Charlie the robot has been in residence for more than a month now. I feel the novelty of having him here has more or less gone and his effectiveness is diminishing. Add to this that we have had a few technical problems with him not operating, or not operating according to the commands we have given him. For example one night at nearly midnight, when we were both asleep in bed, he started making a noise repeatedly until I got out of bed and turned him off.

Last February my wife was assessed for an Extended Aged Care in the Home (Dementia) package. We have been on a waiting list to receive this extra help since that time. Now the wait is over and I had an interview with a care manager from The Brotherhood of St Laurence Community Care yesterday to start matters rolling. The package allows for up to about 10 hours of in home care per week. The types of services we want are yet to be finalised, but they can be individually tailored to meet our needs. Some examples of support available are : personal care, nursing, podiatry, home help, transport to appointments, meal preparation, referral to other services as needed.

Next weekend is a respite weekend at Banksia for my wife. The invitation was only received on Tuesday due to a cancellation by one of the other clients. Last time my wife was there she really enjoyed it. She even said when we got home that she couldn’t wait to go again. Now I have to get the medications chart done by the doctor again, (because he has changed her meds) and get the medications in a Webster pack. While she is away I have booked a weekend in a 5 star resort at Torquay. Lots of solitude, exercise, sleep, good music, good food. I have decided I deserve it.

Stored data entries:
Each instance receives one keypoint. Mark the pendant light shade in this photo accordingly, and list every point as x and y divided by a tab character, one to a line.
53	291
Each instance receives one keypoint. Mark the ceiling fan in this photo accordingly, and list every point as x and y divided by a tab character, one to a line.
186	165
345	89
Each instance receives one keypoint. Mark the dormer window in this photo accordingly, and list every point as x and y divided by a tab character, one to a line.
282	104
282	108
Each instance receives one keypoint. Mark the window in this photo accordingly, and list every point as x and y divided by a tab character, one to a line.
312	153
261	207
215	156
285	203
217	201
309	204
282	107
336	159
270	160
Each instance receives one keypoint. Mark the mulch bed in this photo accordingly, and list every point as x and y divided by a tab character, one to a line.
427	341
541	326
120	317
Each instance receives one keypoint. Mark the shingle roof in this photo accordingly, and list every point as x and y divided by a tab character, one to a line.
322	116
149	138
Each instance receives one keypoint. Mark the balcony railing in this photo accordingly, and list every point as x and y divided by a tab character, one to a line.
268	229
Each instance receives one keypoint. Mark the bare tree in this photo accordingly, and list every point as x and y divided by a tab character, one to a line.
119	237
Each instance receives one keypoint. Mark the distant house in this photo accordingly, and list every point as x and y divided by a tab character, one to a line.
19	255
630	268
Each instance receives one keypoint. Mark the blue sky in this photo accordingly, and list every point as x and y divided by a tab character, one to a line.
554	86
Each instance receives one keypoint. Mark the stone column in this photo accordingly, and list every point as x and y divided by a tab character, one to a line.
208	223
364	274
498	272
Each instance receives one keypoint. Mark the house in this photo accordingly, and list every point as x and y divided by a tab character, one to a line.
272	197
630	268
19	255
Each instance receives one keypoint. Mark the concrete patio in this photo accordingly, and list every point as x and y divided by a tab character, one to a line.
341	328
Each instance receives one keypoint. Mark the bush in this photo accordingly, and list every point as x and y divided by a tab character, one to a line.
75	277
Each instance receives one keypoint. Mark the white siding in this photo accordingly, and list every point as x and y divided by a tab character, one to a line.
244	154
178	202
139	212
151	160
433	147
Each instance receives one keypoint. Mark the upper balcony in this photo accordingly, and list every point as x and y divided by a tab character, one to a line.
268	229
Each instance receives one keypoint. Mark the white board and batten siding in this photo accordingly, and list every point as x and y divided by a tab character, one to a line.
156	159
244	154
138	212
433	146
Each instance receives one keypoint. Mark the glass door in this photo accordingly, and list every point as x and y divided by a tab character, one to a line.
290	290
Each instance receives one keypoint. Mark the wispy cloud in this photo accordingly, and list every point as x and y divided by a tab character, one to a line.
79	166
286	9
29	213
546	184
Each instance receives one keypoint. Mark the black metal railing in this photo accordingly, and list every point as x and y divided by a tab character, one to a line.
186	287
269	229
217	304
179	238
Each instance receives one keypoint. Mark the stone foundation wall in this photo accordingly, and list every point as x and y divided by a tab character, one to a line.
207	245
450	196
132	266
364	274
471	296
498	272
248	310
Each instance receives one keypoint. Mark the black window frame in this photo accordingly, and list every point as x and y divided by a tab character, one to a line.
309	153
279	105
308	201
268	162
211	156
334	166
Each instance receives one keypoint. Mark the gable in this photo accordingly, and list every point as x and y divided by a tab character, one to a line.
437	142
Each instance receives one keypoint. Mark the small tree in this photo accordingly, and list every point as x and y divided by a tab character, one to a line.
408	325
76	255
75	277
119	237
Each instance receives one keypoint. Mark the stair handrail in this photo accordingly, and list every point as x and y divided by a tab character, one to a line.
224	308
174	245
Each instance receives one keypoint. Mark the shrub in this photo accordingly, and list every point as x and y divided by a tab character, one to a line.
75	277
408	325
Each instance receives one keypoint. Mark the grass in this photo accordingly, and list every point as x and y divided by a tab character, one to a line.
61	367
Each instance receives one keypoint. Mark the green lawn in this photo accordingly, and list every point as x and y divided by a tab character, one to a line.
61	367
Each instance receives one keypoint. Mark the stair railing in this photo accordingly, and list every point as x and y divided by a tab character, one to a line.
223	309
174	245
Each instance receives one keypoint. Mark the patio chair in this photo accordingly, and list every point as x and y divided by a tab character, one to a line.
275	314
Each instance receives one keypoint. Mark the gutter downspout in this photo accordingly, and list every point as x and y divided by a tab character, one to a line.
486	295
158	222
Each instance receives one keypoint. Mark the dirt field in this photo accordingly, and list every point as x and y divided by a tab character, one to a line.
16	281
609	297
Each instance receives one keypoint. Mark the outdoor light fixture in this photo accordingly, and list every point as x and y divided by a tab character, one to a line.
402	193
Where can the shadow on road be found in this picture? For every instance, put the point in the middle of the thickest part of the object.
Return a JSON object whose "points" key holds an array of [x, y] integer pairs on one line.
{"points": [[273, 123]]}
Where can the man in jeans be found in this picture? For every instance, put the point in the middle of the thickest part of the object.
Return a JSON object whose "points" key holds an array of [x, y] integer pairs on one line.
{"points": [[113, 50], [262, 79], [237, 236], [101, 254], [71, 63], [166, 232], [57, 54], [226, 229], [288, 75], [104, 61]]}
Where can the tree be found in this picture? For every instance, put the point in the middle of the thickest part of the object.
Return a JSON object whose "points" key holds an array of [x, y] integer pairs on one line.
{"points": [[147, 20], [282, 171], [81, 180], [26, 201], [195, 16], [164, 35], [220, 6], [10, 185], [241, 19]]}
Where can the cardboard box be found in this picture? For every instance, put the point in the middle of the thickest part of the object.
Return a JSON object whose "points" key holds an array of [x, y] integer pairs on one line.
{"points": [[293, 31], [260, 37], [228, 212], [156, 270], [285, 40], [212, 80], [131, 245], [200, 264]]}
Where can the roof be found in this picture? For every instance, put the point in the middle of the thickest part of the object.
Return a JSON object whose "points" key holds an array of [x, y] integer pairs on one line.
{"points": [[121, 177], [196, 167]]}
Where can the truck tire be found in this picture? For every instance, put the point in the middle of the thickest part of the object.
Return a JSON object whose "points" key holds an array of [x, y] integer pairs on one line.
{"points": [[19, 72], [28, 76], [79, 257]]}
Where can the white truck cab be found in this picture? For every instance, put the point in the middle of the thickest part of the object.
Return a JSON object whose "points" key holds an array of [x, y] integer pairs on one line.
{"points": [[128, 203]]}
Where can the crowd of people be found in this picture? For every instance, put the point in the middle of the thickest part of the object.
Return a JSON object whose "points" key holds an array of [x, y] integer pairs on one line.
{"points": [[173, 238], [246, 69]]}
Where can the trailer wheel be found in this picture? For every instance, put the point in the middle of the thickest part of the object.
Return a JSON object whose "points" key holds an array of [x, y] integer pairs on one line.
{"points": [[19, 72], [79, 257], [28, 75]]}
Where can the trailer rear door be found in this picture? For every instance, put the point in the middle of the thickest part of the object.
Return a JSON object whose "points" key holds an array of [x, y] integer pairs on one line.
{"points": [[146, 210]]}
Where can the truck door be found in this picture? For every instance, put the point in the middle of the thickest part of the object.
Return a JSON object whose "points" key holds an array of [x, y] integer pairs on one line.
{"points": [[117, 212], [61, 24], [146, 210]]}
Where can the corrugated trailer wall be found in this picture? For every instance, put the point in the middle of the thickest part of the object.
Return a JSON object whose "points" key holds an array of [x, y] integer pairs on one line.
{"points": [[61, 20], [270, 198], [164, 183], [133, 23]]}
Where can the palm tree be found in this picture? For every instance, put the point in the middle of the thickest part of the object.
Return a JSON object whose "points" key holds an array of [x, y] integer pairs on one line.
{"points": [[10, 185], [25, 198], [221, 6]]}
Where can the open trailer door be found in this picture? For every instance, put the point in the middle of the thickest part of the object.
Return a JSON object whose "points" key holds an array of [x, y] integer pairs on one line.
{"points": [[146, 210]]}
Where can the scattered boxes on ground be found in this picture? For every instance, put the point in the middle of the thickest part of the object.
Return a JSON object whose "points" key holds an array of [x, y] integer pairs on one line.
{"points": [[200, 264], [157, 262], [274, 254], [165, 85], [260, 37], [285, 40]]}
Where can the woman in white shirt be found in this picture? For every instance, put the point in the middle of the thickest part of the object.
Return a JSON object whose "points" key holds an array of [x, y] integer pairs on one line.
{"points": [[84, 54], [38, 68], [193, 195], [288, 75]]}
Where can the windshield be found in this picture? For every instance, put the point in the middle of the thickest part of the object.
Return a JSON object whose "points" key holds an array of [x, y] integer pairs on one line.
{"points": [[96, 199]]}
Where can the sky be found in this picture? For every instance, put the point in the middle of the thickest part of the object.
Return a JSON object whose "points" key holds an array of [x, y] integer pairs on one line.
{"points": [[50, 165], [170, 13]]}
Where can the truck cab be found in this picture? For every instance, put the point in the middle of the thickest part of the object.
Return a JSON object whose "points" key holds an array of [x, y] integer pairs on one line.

## Task prompt
Rewrite the part of the passage above that opens with the words containing "Charlie the robot" and closes with "turned him off.", replacing "robot" with "machine".

## Your response
Charlie the machine has been in residence for more than a month now. I feel the novelty of having him here has more or less gone and his effectiveness is diminishing. Add to this that we have had a few technical problems with him not operating, or not operating according to the commands we have given him. For example one night at nearly midnight, when we were both asleep in bed, he started making a noise repeatedly until I got out of bed and turned him off.